_Task to carry out_. Find every line of the data that contains the string "negative", and copy each one in full. Matching is case-sensitive.

⁂

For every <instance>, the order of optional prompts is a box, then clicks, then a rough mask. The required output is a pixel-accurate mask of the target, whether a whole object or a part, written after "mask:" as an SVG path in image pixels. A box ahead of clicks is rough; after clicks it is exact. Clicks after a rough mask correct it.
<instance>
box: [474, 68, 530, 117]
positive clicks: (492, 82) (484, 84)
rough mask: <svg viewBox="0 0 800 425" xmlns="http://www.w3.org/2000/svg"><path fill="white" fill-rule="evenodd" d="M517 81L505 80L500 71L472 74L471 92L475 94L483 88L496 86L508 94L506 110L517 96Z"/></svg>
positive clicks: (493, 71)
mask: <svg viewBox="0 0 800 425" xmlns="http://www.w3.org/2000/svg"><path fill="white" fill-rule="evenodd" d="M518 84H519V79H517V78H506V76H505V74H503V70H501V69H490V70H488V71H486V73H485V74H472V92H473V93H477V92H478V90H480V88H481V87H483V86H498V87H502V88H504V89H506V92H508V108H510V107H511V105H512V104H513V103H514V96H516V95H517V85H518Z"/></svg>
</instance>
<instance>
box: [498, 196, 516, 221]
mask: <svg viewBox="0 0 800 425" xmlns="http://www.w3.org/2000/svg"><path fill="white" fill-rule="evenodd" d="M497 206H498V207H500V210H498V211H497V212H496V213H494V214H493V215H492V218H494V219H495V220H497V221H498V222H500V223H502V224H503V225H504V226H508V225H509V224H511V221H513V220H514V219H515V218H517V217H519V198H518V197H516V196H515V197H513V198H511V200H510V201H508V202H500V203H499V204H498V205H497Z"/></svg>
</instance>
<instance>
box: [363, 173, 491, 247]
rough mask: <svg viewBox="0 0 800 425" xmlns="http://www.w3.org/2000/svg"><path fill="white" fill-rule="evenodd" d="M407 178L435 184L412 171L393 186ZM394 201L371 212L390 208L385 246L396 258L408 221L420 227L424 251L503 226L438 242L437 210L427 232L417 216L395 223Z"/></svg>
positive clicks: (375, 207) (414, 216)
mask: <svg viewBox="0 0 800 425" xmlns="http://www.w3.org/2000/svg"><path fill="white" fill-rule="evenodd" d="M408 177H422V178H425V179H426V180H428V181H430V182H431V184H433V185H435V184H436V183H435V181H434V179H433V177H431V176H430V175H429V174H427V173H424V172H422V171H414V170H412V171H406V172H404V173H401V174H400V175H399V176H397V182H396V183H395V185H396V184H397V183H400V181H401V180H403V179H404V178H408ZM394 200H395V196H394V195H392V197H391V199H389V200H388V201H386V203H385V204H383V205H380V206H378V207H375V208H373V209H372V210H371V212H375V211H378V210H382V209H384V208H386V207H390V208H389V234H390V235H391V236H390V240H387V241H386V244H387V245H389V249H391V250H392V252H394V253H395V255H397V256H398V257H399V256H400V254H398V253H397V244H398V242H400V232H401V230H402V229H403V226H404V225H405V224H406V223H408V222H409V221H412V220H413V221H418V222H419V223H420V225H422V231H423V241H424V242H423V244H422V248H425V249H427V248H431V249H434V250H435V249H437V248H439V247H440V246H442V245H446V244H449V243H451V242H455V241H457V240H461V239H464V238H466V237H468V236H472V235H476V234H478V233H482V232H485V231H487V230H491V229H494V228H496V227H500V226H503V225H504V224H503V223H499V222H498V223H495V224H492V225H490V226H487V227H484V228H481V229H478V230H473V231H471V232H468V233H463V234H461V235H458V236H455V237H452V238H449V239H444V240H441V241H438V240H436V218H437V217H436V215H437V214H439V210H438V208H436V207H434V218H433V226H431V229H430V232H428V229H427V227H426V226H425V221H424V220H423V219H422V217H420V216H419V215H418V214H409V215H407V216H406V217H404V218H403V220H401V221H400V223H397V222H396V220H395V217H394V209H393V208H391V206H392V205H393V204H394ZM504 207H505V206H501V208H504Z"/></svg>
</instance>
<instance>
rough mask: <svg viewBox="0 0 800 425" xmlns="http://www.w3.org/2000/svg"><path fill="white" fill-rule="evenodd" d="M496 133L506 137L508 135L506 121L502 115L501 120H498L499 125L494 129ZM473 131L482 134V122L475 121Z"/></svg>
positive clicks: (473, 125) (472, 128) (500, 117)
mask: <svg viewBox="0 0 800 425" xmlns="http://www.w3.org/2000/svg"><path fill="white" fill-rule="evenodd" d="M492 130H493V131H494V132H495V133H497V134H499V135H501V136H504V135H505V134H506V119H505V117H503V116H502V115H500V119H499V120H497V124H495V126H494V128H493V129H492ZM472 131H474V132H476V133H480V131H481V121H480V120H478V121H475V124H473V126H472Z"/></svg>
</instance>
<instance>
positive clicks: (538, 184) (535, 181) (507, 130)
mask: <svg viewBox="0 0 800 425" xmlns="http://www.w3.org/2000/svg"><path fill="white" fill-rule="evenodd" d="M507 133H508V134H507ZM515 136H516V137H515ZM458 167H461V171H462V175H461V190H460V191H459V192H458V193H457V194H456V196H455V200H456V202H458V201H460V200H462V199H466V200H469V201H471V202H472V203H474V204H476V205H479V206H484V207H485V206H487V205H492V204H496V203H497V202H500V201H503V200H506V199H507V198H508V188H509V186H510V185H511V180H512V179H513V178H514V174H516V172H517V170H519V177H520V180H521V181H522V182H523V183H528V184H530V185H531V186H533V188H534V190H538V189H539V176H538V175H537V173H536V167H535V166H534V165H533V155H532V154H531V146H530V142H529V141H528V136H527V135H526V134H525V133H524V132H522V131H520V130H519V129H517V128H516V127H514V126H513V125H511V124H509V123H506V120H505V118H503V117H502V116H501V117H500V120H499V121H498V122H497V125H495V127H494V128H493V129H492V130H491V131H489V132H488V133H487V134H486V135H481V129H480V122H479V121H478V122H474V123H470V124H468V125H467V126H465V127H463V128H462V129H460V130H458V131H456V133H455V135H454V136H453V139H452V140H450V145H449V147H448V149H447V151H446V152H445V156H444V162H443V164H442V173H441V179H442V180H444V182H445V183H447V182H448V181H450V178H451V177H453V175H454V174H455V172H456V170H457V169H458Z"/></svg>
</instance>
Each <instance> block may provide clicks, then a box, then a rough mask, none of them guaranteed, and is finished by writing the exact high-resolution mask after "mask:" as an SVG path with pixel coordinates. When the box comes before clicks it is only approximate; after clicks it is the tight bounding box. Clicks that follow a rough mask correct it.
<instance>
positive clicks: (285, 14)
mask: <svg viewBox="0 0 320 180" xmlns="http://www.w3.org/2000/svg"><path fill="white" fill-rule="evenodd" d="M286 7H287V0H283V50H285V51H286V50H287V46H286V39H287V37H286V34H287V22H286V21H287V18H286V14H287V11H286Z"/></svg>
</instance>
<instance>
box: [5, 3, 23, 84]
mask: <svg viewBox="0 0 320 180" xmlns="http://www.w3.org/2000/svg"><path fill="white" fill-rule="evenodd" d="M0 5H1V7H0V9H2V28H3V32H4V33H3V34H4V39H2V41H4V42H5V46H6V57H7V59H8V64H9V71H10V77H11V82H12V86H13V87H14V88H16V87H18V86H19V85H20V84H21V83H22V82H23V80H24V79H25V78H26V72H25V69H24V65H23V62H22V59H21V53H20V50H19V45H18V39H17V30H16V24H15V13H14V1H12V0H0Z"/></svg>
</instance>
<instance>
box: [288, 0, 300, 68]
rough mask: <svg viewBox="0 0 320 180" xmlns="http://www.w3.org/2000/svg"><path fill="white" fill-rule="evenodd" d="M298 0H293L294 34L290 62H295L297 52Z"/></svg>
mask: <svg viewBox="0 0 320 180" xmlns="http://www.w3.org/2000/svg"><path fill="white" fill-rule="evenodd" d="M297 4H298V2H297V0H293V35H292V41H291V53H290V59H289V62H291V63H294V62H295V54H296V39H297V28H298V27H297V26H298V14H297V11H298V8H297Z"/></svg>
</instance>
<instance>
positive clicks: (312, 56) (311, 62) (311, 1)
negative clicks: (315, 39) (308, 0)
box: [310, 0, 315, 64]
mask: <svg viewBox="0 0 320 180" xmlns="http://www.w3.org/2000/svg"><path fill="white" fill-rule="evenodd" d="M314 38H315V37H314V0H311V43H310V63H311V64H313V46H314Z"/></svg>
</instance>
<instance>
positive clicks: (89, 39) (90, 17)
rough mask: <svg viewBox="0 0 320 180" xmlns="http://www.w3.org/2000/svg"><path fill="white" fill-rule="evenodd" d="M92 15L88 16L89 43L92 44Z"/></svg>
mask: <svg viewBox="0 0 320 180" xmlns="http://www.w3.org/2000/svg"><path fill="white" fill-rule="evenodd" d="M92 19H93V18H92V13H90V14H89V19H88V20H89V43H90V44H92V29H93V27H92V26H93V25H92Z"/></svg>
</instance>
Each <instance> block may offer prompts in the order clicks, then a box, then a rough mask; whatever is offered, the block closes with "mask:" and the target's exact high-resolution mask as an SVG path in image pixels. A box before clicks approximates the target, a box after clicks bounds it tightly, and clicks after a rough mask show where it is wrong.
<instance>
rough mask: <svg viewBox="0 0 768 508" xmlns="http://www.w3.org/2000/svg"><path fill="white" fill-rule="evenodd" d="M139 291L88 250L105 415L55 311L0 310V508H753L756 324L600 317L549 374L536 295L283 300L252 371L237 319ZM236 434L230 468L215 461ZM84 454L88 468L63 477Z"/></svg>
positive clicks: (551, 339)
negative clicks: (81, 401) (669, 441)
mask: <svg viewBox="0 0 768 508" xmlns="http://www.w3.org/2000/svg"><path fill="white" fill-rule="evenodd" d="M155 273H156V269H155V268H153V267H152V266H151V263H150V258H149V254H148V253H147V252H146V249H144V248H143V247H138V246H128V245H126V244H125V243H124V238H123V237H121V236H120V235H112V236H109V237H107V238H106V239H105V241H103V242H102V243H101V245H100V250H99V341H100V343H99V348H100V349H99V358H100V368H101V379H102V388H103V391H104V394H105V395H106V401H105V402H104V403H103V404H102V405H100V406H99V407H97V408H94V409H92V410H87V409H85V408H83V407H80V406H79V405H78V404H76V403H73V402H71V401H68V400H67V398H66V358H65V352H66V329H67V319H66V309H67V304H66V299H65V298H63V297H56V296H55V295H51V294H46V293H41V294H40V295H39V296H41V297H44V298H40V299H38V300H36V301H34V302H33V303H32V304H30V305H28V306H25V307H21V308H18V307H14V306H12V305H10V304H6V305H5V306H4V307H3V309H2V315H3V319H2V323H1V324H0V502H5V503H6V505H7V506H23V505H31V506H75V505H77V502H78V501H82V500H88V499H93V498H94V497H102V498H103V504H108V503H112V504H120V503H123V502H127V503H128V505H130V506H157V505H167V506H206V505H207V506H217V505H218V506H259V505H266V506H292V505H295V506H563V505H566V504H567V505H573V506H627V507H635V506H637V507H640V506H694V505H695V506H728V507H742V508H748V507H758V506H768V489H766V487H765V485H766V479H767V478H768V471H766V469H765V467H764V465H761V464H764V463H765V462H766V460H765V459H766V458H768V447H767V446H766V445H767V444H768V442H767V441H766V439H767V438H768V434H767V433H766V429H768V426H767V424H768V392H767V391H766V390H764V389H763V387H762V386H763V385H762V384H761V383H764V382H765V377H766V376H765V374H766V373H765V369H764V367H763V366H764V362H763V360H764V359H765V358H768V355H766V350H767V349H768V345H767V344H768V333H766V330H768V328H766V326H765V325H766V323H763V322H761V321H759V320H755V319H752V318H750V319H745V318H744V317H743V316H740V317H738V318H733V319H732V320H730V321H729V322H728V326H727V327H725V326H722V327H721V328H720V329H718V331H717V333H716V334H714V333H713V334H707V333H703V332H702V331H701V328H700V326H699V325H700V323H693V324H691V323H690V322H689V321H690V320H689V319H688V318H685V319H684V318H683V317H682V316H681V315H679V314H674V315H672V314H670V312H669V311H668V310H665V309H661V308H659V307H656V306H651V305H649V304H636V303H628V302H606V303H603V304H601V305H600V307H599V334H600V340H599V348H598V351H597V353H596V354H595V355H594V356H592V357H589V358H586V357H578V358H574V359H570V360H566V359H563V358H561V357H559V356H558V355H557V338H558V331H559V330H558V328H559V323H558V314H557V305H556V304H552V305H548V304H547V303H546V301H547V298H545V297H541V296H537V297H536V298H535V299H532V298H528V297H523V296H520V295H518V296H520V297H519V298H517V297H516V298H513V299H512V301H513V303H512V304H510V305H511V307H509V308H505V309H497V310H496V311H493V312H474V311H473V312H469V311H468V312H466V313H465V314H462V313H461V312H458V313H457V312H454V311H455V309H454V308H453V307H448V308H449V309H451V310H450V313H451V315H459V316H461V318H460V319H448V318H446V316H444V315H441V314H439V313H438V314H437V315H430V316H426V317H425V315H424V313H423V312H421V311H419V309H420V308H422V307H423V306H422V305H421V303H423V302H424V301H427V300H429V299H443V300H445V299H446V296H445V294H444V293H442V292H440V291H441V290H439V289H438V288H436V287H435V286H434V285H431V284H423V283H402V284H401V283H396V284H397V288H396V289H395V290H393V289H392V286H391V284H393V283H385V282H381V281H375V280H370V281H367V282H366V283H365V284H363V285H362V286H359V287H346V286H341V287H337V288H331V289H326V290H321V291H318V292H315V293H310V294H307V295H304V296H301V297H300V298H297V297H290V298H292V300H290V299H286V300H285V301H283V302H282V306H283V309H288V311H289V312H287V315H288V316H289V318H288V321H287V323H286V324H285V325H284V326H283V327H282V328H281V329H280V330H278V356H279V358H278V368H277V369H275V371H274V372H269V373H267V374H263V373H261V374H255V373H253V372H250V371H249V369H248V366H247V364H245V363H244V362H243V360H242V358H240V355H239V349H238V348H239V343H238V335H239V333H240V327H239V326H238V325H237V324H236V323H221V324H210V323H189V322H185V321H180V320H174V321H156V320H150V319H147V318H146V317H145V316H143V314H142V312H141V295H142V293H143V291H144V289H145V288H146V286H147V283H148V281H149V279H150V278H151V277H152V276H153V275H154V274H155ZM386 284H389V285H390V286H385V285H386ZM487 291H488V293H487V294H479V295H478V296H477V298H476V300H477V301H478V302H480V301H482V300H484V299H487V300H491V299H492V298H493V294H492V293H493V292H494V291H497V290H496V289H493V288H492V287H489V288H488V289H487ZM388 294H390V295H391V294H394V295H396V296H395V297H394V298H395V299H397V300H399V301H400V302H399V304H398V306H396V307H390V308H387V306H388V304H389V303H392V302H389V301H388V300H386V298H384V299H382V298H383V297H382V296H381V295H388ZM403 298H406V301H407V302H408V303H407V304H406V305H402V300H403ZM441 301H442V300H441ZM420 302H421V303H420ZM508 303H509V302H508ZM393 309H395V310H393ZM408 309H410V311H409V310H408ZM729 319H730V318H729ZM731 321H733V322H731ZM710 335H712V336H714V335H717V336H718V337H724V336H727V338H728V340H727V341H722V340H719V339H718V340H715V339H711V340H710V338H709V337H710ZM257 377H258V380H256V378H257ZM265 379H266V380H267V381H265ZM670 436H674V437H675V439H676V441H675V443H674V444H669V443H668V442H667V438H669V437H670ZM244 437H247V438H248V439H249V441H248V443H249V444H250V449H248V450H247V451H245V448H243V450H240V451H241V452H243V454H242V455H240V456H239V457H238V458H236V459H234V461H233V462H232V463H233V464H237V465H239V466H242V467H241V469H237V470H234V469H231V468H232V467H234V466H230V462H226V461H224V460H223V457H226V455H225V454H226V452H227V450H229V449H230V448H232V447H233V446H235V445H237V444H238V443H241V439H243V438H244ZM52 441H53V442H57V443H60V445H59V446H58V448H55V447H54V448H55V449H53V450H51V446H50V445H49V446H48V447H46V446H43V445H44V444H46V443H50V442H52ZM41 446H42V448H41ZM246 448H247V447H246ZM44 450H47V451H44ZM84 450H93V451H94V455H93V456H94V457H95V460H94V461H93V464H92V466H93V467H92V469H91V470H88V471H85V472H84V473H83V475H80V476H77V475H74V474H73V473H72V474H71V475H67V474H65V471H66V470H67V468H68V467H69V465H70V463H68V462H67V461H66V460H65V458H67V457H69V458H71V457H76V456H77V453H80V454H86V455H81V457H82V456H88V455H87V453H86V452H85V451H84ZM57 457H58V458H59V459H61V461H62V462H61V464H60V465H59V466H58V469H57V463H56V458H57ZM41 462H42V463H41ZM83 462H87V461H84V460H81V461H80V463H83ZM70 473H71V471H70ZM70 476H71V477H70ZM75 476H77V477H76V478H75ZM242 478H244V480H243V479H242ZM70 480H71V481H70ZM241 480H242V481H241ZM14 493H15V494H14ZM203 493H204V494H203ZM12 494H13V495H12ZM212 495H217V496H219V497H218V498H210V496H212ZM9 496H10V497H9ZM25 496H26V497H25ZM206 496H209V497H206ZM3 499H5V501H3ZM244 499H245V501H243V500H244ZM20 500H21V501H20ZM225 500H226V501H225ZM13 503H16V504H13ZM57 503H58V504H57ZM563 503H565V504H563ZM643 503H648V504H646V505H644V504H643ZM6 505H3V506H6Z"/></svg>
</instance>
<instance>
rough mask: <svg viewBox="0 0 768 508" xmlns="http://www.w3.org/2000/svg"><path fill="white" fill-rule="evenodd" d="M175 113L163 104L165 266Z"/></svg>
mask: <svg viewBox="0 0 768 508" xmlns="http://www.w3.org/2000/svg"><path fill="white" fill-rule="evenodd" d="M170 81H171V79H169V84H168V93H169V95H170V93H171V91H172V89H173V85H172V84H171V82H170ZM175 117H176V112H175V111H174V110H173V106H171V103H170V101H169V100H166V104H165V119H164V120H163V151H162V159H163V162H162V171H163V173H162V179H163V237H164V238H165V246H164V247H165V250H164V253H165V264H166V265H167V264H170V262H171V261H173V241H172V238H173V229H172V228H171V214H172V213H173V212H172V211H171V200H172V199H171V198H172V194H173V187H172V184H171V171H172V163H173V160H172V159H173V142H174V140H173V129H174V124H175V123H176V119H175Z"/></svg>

⁂

_Response area_.
negative clicks: (315, 39) (308, 0)
negative clicks: (81, 401) (669, 441)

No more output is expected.